------ TEXT BLOCK
I would say that is a good idea anyway, but maybe you can post your
query. There might be a way to totally rewrite it like the CASE & GROUP
BY idea for Jean-Christian (not that that idea is faster by definition,
but you never know).

Jochem

Re: IN vs EXIIST

From
Jean-Christian Imbeault
Date:
Jan Weerts wrote:
>
> A sad sidenote: I am stuck here with a similar IN/EXIST problem. One of
> our expensive queries contains NOT IN and IN as subqueries. As I was
> advised on this list, I tried to replace IN with EXISTS. When doing so
> for part of the query (omitting one of the IN subqueries) the IN and
> EXIST versions are both about the same speed in execution (about 30sec).

At least you get the same speed. In my case replacing IN with EXISTS
makes it about 25X slower!

> EXPLAIN tells me, that the EXIST version should be 15 times faster,
> which it is not. Caching is also not an issue here.

Yup, same as me. BTW how do I clear the cache?

> EXPLAIN also shows, that both queries want to perform a sequential scan
> on the outermost query part, instead of an index scan (where clause on
> the primary key).

To test this I added an index on outer query search term and
lo-and-behold ...

Just like you I get a seq scan on the outer part for both but the IN
query does a seq scan on the inner query while the EXISTS uses an index
scan. The EXISTS is still just as slow though ..

> My next plan is to switch from 7.1.3 to 7.2, but that requires some
> planning, as the database is permamently used.

I'm on 7.2 so I don't know if that will help ;)

Jc


Re: IN vs EXIIST

From
Jean-Christian Imbeault
Date:
Jochem van Dieten wrote:
 >
 > SELECT     key1, Min(CASE WHEN x THEN 1 ELSE 0 END) AS isTrue
 > FROM       table
 > GROUP BY   key1
 > HAVING     isTrue = 1

I tried this but got an error:

psql TMP -c "select invoice_id, min(case when received then 1 else 0
end) as ok from invoice_li group by invoice_id having ok = 1"
------------
▸ **EXERCISES**:
• A. According to the forum thread, how much slower does the query from Jean-Christian get when IN is replaced with EXISTS?
• B. Copy word for word the part of the forum thread that opens with the words containing "At least you" and closes with "the primary key).".
• C. Put this sentence from the forum thread into Spanish: "Caching is also not an issue here."
------ EXTRACTED ENTRIES
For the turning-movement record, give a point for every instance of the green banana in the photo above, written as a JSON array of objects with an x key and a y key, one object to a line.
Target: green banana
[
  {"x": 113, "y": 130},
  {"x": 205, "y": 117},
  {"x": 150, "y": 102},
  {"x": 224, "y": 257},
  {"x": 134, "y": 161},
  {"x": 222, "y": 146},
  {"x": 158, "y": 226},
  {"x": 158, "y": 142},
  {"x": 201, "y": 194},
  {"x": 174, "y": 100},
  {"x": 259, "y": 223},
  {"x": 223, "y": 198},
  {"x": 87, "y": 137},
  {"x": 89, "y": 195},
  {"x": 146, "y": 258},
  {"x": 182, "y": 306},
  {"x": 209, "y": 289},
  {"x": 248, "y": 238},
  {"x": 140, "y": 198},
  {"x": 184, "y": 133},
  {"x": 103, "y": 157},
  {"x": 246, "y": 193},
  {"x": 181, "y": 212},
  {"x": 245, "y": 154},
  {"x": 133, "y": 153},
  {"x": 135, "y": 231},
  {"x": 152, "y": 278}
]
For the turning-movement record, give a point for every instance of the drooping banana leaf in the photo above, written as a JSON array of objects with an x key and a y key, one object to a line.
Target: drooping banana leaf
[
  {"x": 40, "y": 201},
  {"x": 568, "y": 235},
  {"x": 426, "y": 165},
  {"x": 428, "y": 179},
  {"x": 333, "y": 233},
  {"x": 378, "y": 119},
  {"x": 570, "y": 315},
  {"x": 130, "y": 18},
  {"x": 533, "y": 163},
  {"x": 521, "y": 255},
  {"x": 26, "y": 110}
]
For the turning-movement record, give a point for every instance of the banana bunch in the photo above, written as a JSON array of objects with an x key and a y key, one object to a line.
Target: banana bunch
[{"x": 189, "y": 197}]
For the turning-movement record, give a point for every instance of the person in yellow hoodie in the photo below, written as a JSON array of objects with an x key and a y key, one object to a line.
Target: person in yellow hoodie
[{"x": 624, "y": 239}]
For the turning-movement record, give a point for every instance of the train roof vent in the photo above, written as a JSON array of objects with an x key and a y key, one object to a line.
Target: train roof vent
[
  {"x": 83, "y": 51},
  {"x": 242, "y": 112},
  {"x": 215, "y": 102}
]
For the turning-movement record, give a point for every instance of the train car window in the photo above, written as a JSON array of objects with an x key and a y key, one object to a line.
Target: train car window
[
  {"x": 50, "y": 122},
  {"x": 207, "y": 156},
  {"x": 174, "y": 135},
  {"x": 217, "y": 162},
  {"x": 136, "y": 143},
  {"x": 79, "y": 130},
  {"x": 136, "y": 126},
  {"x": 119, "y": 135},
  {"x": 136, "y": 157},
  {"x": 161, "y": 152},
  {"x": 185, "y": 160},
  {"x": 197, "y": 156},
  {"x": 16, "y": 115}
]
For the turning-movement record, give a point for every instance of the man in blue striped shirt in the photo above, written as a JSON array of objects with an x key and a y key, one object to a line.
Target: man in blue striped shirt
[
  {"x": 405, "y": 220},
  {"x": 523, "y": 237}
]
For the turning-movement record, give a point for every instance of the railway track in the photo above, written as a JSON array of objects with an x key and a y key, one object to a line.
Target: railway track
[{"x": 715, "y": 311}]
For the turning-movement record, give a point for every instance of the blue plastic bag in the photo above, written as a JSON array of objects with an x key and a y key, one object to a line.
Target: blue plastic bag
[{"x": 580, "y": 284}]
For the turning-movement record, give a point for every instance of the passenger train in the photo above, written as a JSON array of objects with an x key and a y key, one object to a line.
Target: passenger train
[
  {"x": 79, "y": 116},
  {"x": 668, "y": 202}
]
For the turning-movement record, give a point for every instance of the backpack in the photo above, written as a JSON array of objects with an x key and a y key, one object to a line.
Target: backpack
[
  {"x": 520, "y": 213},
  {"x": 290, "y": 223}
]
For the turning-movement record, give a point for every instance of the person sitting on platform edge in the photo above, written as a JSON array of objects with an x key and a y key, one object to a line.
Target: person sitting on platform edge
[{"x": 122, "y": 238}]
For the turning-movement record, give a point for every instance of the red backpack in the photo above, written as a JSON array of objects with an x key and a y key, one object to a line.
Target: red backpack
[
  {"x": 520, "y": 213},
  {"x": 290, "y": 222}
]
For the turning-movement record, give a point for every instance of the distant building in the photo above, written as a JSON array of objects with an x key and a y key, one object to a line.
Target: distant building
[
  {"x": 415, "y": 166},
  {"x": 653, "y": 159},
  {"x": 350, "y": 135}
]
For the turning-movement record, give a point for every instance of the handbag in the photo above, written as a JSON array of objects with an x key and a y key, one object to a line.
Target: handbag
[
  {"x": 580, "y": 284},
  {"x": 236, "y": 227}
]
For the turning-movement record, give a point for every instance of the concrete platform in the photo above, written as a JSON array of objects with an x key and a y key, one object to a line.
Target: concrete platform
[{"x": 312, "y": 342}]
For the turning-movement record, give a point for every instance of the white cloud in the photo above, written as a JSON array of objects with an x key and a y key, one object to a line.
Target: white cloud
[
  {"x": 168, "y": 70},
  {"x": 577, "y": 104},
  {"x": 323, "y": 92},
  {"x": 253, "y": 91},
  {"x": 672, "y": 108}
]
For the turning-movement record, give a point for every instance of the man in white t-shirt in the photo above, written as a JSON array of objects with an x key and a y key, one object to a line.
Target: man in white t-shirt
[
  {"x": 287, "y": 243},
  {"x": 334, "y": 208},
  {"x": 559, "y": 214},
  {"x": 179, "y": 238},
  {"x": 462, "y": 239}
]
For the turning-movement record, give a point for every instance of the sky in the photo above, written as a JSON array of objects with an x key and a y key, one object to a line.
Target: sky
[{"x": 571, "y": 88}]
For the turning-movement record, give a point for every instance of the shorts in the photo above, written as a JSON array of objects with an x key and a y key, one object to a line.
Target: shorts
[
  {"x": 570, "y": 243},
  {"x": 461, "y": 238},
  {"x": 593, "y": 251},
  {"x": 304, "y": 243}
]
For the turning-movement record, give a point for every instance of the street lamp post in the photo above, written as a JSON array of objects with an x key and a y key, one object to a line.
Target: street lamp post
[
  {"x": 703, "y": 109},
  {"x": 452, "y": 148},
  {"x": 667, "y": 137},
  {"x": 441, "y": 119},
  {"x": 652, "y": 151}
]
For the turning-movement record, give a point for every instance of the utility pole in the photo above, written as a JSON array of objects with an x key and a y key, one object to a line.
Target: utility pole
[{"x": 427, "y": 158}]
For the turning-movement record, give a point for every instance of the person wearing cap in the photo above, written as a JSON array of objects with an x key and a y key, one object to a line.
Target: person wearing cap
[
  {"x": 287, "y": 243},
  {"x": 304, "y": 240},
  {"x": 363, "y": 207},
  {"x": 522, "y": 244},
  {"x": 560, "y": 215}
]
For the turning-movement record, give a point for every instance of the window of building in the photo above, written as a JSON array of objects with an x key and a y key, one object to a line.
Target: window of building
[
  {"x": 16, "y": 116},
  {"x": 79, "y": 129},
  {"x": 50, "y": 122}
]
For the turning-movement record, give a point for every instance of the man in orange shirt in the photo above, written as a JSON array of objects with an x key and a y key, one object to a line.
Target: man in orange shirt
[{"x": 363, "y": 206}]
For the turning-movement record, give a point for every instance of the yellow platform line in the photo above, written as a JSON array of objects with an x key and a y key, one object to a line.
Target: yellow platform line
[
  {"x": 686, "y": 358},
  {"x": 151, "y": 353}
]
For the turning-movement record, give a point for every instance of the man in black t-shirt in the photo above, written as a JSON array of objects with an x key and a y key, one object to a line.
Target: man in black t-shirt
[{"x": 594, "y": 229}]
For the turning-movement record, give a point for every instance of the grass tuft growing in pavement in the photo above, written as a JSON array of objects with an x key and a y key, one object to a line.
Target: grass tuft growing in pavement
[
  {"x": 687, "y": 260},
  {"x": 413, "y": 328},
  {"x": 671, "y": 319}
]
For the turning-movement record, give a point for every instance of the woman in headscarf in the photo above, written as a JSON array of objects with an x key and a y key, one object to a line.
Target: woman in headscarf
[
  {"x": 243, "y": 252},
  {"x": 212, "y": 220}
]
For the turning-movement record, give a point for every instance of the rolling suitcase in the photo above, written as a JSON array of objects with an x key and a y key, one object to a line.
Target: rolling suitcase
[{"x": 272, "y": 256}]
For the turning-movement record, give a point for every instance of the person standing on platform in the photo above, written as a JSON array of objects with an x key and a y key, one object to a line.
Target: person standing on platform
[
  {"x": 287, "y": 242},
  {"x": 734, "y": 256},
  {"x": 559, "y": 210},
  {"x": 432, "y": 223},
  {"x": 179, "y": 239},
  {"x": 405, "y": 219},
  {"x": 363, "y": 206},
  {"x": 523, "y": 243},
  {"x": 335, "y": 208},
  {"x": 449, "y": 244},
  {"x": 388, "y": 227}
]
------------
▸ **PER-TASK ANSWERS**:
• A. About 25 times slower.

• B.
At least you get the same speed. In my case replacing IN with EXISTS
makes it about 25X slower!

> EXPLAIN tells me, that the EXIST version should be 15 times faster,
> which it is not. Caching is also not an issue here.

Yup, same as me. BTW how do I clear the cache?

> EXPLAIN also shows, that both queries want to perform a sequential scan
> on the outermost query part, instead of an index scan (where clause on
> the primary key).

• C. El almacenamiento en caché tampoco es un problema aquí.